#### Pagina ####

La sovranità assoluta dell’uomo sulla terra subisce un attacco da due versanti contrapposti. Quello dell’IA, l’intelligenza artificiale che minaccia di surrogare il suo primato intellettuale, e della EA, emotività animale, rivendicazione di pari dignità promossa da un nuovo tipo di sensibilità. Entrambi i concorrenti reputano velleitario che l’uomo si eriga su un piedistallo facendosi scudo della coscienza, che lui possiederebbe, mentre i robot e gli animali no: si eccepisce a volte che la coscienza non basta a fondare una differenza gerarchica, altre volte che ce l’avranno (i robot) e che ce l’hanno (gli animali).

Da parte animale (che però di portavoce umani deve servirsi) viene attribuito all’uomo il peccato di specismo (ho un’anima immortale io, sono morale io, agisco razionalmente io), cioè credersi meglio degli altri animali ed ordinare il mondo di conseguenza, secondo pregiudizio e privilegio per sé. Dagli anni ’70 è nato così l’antispecismo, termine coniato dallo psicologo Richard D. Ryder e condotto a fulgore dal filosofo Peter Singer, autore del saggio La liberazione animale. La crescita dei consumatori vegetariani e del veganesimo (cioè di atteggiamenti alimentari, quelli che oggi hanno il peso ideologico che un tempo poteva essere della geopolitica), esponenziale negli ultimissimi anni, mostra come l’onda di consenso nel tempo sia lunga. Se un tempo la sensibilità animalista si risolveva nell’astenersi dall’indossare pellicce ottenute dallo scuoiamento delle bestie e nel non abbandonare il proprio cane in mezzo all’autostrada, oggi vengono messe in discussione le produzioni intensive, la stessa agricoltura, l’impiego degli animali nelle sperimentazioni scientifiche, l’intrattenimento nello zoo. E, appunto, lo stesso rapporto tra uomo e animali dentro la catena alimentare: del consumo di carne vengono contestate la sostenibilità ecologica e salutistica e infine l’equilibrio morale, che portato da alcuni alle sue estreme conseguenze si traduce in rifiuto verso ogni cibo di provenienza animale, come il latte o le uova. Tra gli intellettuali che con maggiore influenza hanno sposato il versante vegetariano della causa animalista va ricordato lo scrittore Jonathan Safran Foer, con il libro Se niente importa. Perché mangiamo gli animali?

####

* [Compito assegnato 1]
Ricopia alla lettera le righe dei record a partire da quella che contiene "TARGET = man in dark suit" fino alla fine dei record, entrambi gli estremi compresi.

#### Record forniti ####

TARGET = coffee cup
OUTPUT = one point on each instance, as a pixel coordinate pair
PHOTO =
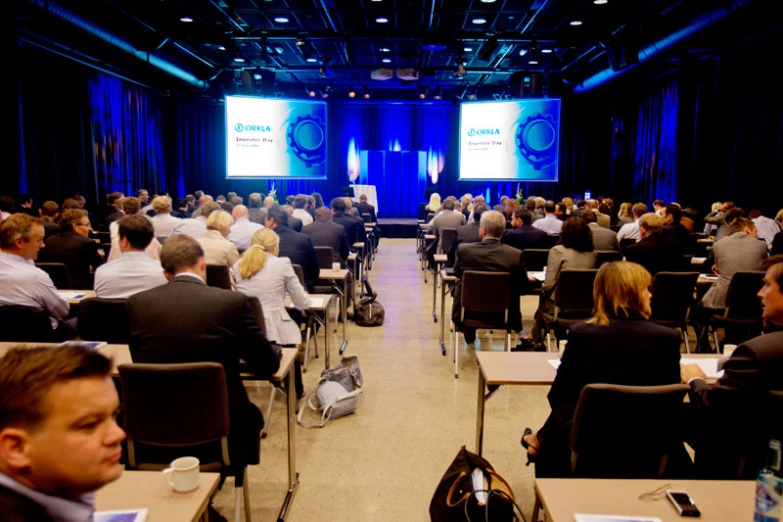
(182, 474)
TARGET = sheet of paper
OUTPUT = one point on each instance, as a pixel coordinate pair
(708, 366)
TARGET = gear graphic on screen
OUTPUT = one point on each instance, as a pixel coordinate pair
(307, 139)
(537, 140)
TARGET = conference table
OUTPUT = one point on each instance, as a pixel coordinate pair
(120, 354)
(147, 489)
(718, 500)
(529, 368)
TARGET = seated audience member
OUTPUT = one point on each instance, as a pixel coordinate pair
(604, 239)
(59, 438)
(737, 399)
(294, 245)
(188, 321)
(72, 246)
(523, 234)
(492, 256)
(24, 284)
(575, 250)
(654, 251)
(740, 251)
(163, 221)
(467, 233)
(301, 203)
(130, 207)
(196, 226)
(50, 215)
(549, 223)
(134, 271)
(617, 346)
(260, 273)
(631, 230)
(243, 229)
(325, 232)
(217, 249)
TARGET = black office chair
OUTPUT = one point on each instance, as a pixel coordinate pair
(484, 305)
(104, 320)
(192, 420)
(573, 301)
(673, 295)
(741, 319)
(59, 273)
(219, 276)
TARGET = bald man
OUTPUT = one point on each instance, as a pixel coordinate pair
(243, 229)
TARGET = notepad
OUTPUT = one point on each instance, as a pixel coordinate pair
(708, 366)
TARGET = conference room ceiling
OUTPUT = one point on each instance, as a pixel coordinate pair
(292, 47)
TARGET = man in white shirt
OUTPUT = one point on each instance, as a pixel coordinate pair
(243, 229)
(133, 271)
(24, 284)
(631, 230)
(549, 223)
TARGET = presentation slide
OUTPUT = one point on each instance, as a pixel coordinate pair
(509, 140)
(275, 138)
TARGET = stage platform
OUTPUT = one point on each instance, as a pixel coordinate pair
(398, 227)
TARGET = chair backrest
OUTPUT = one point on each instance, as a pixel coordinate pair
(536, 258)
(625, 431)
(25, 324)
(574, 291)
(741, 299)
(606, 256)
(61, 276)
(673, 294)
(325, 257)
(486, 292)
(174, 405)
(219, 276)
(104, 320)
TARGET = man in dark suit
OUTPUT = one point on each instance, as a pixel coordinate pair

####

* [Compito assegnato 2]
Rispondi a queste domande sul testo dedicato all'antispecismo:
(a) Chi ha coniato il termine "antispecismo"?
(b) Da quale decennio è nato l'antispecismo?
(c) Quale libro di Jonathan Safran Foer viene citato?

* [Risultato esercizio 1]
TARGET = man in dark suit
OUTPUT = one point on each instance, as a pixel coordinate pair

* [Risultato esercizio 2]
(a) Lo psicologo Richard D. Ryder.
(b) Dagli anni '70.
(c) Se niente importa. Perché mangiamo gli animali?